## Passage choisi
* * *

La Veuve et ses 9 Esclaves : Le Scandale qui a Détruit une Dynastie | La Réunion 1843

Janvier 1843. Sur les hauteurs verdoyantes de l’île Bourbon (aujourd’hui La Réunion), le domaine de Saint-Pierre semble paisible, presque endormi sous la chaleur tropicale. Mais derrière les murs épais de la grande case coloniale, une veuve de 34 ans, Catherine de Vallois Beauregard, s’apprête à écrire l’une des pages les plus sombres et les plus scandaleuses de l’histoire de l’Océan Indien. Ce n’est pas une histoire d’amour, ni une tragédie romantique. C’est le récit brutal d’une vengeance, d’une perversion et d’un pouvoir absolu qui a fini par dévorer celle qui croyait le maîtriser.

* * *

## Tâche courte A
Relevez tous les noms de lieux qui figurent dans le passage choisi.

## Données de la tâche
* * *

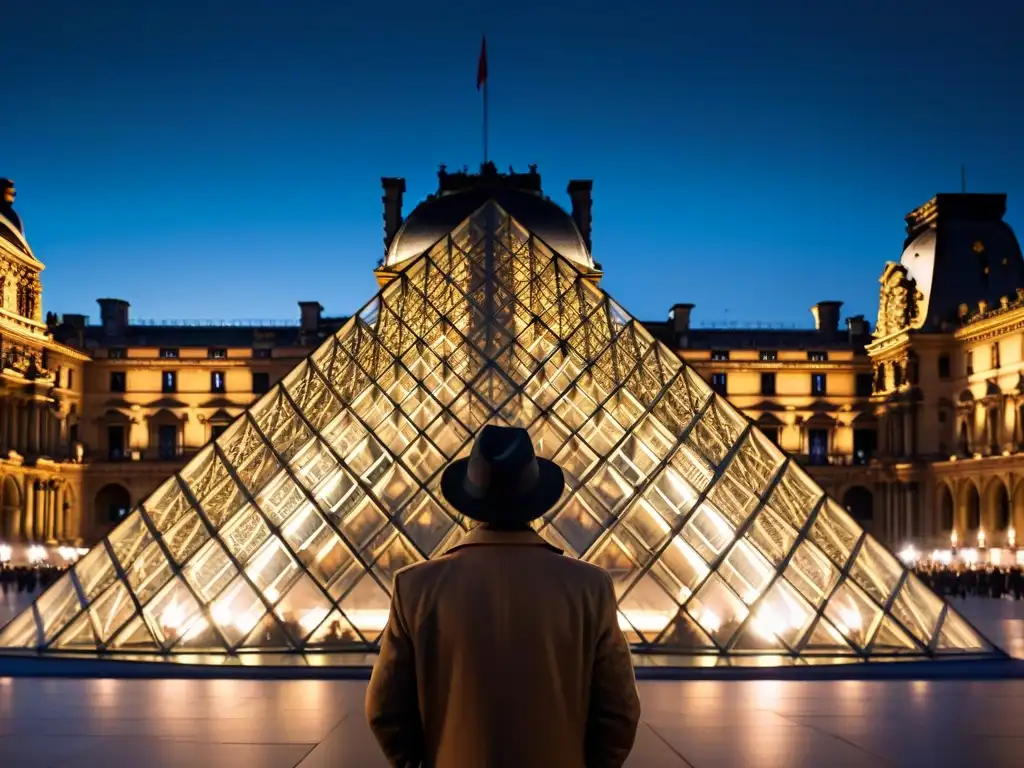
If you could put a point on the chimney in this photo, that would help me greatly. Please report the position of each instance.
(580, 192)
(857, 327)
(393, 189)
(310, 313)
(826, 316)
(114, 315)
(680, 316)
(74, 321)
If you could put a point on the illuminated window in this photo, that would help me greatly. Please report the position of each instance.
(167, 441)
(863, 385)
(943, 366)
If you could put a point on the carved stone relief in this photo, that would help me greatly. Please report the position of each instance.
(899, 301)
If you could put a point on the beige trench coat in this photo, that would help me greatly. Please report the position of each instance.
(503, 652)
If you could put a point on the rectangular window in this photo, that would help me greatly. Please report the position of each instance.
(167, 441)
(865, 442)
(115, 442)
(261, 382)
(864, 385)
(817, 445)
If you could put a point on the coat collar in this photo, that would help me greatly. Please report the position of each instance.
(484, 536)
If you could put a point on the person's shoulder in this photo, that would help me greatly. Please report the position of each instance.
(425, 570)
(582, 570)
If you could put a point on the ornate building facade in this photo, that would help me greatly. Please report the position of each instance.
(915, 427)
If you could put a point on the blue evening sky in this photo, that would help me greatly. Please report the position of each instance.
(222, 160)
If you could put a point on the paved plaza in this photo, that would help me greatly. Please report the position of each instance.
(705, 724)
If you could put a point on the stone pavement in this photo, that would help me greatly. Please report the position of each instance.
(316, 724)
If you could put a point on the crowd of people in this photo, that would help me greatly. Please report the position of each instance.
(26, 579)
(982, 581)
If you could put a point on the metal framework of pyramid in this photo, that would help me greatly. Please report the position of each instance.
(285, 534)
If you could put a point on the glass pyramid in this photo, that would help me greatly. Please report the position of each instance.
(285, 534)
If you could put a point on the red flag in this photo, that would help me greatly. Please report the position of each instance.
(481, 67)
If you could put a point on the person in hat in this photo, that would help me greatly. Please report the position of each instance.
(502, 651)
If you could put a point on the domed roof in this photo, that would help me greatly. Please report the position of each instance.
(11, 228)
(439, 214)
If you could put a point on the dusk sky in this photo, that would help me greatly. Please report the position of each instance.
(215, 160)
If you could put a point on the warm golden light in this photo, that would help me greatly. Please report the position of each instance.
(328, 485)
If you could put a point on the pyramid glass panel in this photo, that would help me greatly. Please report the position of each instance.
(284, 535)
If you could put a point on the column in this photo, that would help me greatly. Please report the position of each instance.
(33, 442)
(908, 512)
(60, 515)
(48, 506)
(15, 523)
(23, 428)
(11, 434)
(40, 510)
(3, 421)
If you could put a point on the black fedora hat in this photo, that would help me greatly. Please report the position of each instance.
(503, 481)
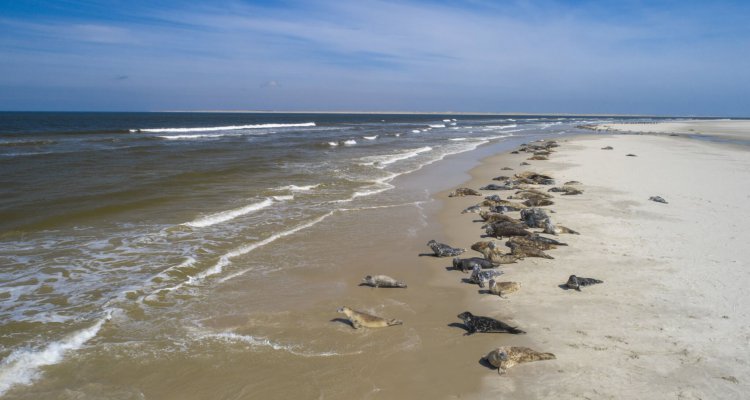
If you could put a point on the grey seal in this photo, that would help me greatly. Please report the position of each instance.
(575, 282)
(476, 324)
(506, 357)
(382, 281)
(480, 277)
(443, 250)
(360, 319)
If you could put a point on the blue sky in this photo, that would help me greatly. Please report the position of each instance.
(650, 57)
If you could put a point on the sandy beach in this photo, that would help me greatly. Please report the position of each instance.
(670, 319)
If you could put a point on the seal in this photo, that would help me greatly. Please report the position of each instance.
(526, 251)
(506, 357)
(575, 282)
(476, 324)
(382, 281)
(360, 319)
(467, 264)
(460, 192)
(443, 250)
(480, 277)
(503, 288)
(538, 202)
(552, 229)
(472, 209)
(492, 252)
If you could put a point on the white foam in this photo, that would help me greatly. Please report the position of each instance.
(295, 188)
(224, 128)
(225, 216)
(22, 366)
(382, 161)
(226, 258)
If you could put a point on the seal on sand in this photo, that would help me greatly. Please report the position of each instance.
(469, 263)
(443, 250)
(360, 319)
(464, 192)
(382, 281)
(508, 356)
(575, 282)
(480, 277)
(476, 324)
(502, 288)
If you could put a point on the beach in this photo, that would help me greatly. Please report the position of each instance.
(670, 319)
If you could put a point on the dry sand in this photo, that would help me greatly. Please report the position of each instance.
(671, 319)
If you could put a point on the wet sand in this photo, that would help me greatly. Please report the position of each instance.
(671, 319)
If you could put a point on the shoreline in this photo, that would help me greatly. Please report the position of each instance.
(650, 331)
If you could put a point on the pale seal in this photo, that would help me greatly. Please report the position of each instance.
(360, 319)
(382, 281)
(575, 282)
(506, 357)
(443, 250)
(476, 324)
(467, 264)
(480, 277)
(503, 288)
(464, 192)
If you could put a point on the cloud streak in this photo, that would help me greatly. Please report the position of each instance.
(524, 56)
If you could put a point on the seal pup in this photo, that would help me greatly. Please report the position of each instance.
(480, 277)
(502, 288)
(467, 264)
(538, 202)
(476, 324)
(382, 281)
(472, 209)
(464, 192)
(575, 282)
(443, 250)
(360, 319)
(526, 251)
(492, 252)
(552, 229)
(506, 357)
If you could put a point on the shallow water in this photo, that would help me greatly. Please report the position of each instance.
(204, 255)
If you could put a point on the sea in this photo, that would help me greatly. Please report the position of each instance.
(143, 252)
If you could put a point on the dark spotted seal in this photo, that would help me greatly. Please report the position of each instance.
(443, 250)
(503, 288)
(575, 282)
(476, 324)
(382, 281)
(506, 357)
(360, 319)
(479, 277)
(468, 264)
(464, 192)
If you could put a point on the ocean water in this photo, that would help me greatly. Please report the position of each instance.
(133, 236)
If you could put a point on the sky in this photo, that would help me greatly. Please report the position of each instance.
(625, 57)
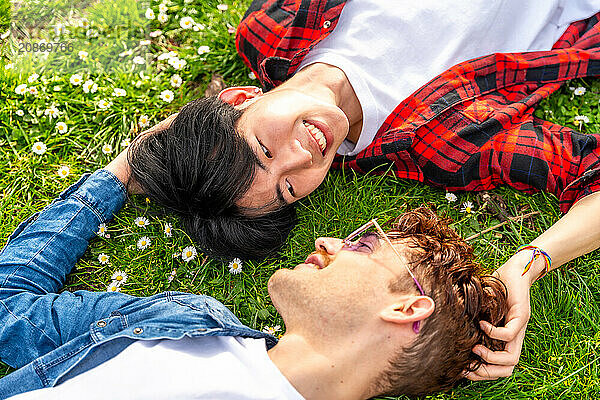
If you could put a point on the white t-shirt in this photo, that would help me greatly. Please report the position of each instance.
(212, 367)
(388, 49)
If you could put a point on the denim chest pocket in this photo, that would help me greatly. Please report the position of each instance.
(20, 228)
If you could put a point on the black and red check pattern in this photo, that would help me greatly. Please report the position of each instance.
(470, 128)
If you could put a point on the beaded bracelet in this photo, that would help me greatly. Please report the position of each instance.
(537, 252)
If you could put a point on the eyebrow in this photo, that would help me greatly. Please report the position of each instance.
(281, 202)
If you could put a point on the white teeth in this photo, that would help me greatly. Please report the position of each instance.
(317, 134)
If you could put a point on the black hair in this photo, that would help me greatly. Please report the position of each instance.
(198, 168)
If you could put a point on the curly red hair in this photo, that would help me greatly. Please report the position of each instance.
(443, 263)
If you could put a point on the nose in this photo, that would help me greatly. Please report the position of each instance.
(296, 157)
(329, 245)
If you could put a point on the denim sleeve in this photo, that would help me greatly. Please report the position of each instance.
(34, 319)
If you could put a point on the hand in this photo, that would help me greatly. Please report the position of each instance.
(502, 363)
(120, 167)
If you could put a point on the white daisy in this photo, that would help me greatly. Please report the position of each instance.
(144, 242)
(120, 277)
(176, 80)
(203, 50)
(235, 266)
(186, 22)
(32, 78)
(63, 171)
(467, 207)
(172, 276)
(113, 287)
(166, 56)
(166, 96)
(177, 63)
(39, 148)
(102, 230)
(89, 86)
(76, 79)
(272, 330)
(188, 254)
(119, 92)
(141, 222)
(51, 112)
(21, 89)
(144, 121)
(104, 104)
(61, 127)
(107, 149)
(162, 18)
(451, 197)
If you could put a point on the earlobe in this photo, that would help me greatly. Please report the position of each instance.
(412, 309)
(239, 96)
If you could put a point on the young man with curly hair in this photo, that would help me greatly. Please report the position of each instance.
(439, 92)
(369, 315)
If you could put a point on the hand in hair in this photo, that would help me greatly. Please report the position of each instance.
(501, 363)
(120, 167)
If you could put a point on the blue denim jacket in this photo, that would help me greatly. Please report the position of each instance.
(52, 337)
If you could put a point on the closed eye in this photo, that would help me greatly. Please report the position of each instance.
(264, 149)
(290, 188)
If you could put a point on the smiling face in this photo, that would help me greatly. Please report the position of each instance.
(295, 137)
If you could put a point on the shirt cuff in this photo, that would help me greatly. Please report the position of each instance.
(102, 192)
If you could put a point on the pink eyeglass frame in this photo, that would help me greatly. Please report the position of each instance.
(348, 241)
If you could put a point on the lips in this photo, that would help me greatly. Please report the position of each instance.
(317, 135)
(314, 259)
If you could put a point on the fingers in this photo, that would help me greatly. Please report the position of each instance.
(490, 372)
(505, 333)
(508, 357)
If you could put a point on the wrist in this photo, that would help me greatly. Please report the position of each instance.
(534, 261)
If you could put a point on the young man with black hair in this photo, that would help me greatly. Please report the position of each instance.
(373, 314)
(386, 83)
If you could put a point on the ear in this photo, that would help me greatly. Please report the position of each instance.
(412, 309)
(240, 95)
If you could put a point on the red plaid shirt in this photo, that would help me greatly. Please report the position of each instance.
(470, 128)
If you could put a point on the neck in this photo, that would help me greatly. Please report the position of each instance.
(329, 82)
(343, 371)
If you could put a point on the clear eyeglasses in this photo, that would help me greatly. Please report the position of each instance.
(350, 241)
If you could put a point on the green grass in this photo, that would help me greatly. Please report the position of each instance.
(560, 357)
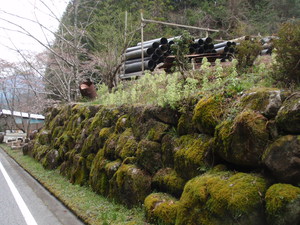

* * *

## Tâche courte B
Repérez toutes les lignes qui contiennent le mot « black » et recopiez-les.

## Réponse rédigée A
île Bourbon, La Réunion, Saint-Pierre, Océan Indien

## Réponse rédigée B
If you could put a point on the black fedora hat in this photo, that would help me greatly. Please report the position of each instance.
If you could put a point on the black and red check pattern in this photo, that would help me greatly. Please report the position of each instance.
If you could put a point on the black hair in this photo, that would help me greatly. Please report the position of each instance.
If you could put a point on the young man with black hair in this photo, that would help me greatly. Please report the position of each instance.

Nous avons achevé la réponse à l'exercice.